● **Aim**: Report how many lines of the listing below contain the string "pedestrian". Give only the number.

● **Data entries**:
--- Begin ---

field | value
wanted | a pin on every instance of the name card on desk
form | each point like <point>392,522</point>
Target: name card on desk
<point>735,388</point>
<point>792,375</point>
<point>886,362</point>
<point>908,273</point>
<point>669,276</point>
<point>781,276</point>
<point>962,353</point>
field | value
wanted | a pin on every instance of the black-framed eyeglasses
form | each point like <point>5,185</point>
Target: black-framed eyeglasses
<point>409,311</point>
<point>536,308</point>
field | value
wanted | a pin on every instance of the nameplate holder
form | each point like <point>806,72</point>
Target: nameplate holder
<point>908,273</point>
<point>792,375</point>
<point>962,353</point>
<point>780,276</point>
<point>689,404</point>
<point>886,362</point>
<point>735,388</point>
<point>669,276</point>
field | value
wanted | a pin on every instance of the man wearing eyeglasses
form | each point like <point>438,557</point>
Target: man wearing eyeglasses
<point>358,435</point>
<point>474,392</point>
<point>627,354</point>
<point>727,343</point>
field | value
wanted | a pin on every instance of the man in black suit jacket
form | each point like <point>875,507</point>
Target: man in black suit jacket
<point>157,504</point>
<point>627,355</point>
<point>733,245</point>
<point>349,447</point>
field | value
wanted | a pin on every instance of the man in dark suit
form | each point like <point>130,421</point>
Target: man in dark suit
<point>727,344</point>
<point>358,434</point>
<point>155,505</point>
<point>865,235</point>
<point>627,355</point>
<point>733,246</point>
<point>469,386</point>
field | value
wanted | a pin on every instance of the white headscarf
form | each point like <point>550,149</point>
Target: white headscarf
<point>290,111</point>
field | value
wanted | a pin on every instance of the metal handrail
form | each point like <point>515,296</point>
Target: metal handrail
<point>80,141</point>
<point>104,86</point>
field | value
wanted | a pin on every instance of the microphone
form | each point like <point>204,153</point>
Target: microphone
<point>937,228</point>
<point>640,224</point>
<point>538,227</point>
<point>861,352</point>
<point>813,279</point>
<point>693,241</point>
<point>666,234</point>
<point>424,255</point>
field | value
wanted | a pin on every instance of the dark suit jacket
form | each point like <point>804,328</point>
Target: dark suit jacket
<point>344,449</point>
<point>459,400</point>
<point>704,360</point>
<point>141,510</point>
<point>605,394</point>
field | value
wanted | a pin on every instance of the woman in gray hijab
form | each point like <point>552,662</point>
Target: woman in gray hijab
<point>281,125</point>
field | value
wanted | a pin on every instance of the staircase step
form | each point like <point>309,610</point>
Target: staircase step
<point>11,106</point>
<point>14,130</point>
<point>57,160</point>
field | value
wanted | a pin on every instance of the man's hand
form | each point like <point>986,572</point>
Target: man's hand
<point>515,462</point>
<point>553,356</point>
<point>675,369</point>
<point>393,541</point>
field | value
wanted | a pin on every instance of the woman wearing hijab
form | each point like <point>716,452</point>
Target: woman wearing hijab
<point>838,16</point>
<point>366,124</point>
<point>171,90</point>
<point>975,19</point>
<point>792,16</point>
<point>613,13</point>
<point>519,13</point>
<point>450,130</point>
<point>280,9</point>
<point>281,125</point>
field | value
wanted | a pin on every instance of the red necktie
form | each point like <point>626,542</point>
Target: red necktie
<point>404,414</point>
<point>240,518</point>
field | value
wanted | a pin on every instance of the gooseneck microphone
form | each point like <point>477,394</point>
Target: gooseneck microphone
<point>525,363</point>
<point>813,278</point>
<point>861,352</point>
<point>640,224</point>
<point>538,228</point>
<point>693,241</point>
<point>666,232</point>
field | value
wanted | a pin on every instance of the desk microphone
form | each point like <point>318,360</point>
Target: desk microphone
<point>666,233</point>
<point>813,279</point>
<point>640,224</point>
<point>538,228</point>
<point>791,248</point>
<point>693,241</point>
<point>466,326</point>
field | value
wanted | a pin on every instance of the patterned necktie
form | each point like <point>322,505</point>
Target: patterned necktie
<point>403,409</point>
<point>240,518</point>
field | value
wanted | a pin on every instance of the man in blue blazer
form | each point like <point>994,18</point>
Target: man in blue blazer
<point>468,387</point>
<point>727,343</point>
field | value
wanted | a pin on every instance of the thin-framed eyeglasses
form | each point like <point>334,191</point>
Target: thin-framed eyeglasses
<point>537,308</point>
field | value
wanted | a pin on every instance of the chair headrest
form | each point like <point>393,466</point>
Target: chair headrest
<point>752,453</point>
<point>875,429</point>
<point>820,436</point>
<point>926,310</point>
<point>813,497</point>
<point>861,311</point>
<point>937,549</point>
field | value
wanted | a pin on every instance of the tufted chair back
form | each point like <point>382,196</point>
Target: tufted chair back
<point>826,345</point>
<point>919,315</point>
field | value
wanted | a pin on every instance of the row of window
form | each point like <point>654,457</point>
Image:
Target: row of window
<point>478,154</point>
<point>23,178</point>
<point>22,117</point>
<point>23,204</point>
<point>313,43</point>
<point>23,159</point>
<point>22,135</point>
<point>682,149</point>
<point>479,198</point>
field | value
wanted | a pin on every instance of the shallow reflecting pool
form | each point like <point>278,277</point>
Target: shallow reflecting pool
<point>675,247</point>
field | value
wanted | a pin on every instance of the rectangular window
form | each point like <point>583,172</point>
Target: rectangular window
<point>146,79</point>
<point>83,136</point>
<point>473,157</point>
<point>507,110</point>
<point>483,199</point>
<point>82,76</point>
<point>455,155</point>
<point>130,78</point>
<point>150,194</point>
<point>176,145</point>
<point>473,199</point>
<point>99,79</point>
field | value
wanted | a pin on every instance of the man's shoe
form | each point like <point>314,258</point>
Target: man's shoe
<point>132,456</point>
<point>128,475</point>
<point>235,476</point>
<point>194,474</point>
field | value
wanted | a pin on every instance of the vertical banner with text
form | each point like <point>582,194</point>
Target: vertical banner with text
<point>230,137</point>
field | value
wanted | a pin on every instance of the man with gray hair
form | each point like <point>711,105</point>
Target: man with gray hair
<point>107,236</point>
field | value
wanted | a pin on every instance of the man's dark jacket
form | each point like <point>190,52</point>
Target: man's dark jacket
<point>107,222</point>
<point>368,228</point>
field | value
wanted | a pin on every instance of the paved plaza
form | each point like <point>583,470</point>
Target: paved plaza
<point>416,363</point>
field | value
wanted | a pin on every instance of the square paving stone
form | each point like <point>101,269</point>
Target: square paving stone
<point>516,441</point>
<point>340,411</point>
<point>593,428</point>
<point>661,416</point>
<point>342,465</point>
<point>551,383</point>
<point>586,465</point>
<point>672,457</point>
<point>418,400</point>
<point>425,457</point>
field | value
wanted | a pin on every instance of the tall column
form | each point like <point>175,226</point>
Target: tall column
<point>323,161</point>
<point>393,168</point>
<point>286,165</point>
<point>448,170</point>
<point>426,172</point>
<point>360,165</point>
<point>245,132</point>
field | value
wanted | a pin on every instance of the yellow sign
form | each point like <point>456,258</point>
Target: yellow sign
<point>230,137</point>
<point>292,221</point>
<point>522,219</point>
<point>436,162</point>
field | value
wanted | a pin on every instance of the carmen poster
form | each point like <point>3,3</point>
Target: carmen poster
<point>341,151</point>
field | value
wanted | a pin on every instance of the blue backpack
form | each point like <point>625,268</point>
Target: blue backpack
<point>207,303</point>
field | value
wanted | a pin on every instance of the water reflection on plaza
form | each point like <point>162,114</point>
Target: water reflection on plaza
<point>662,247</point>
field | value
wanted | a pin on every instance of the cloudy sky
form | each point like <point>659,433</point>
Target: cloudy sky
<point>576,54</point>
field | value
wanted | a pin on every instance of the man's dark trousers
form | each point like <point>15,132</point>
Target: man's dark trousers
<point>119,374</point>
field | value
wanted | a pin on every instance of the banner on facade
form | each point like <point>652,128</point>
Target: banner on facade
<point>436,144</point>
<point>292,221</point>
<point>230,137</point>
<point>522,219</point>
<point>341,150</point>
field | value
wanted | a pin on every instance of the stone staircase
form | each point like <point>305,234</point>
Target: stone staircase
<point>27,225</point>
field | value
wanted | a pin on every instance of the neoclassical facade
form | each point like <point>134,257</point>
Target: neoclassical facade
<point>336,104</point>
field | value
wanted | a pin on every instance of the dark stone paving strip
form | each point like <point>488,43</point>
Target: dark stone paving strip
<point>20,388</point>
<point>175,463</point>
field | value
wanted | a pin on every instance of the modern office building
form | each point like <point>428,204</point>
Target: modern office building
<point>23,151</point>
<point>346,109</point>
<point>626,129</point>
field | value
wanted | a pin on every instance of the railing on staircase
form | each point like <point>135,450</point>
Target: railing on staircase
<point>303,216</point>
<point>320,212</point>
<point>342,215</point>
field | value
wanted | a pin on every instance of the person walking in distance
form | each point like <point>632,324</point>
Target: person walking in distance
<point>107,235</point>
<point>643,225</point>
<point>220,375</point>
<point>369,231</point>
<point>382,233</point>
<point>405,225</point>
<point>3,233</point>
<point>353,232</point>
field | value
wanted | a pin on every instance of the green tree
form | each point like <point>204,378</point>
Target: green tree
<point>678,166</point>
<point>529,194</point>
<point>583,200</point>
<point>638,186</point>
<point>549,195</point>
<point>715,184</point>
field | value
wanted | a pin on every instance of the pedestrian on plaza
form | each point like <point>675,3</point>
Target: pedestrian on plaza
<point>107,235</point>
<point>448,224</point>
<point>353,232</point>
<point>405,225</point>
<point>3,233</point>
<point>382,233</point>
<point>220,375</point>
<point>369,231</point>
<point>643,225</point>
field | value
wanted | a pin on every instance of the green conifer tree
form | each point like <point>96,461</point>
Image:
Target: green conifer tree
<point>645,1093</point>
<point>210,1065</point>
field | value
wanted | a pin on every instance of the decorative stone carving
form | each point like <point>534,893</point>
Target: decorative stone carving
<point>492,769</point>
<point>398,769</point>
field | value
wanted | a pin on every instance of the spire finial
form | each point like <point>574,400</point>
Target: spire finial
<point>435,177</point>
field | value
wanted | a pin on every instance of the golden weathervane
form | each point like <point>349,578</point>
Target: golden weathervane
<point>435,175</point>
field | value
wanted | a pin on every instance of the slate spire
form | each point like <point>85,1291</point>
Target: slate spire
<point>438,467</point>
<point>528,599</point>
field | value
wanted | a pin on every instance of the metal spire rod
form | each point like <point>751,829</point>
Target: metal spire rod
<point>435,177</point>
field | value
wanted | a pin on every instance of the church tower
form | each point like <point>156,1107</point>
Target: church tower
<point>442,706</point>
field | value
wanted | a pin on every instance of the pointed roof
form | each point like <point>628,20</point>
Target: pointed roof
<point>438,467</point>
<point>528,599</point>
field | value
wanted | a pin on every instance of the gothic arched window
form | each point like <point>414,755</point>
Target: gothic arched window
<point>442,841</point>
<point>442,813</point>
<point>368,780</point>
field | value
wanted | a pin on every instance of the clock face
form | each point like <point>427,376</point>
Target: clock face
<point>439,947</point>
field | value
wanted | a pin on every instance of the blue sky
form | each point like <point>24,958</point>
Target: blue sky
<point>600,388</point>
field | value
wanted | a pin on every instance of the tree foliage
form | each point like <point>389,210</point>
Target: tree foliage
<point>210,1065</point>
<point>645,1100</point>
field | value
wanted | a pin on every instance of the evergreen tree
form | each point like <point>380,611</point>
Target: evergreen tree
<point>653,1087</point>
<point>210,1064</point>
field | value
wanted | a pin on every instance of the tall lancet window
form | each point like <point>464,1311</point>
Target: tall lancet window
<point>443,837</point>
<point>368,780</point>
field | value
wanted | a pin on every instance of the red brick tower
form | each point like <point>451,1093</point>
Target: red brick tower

--- End ---

● **Complete response**: 2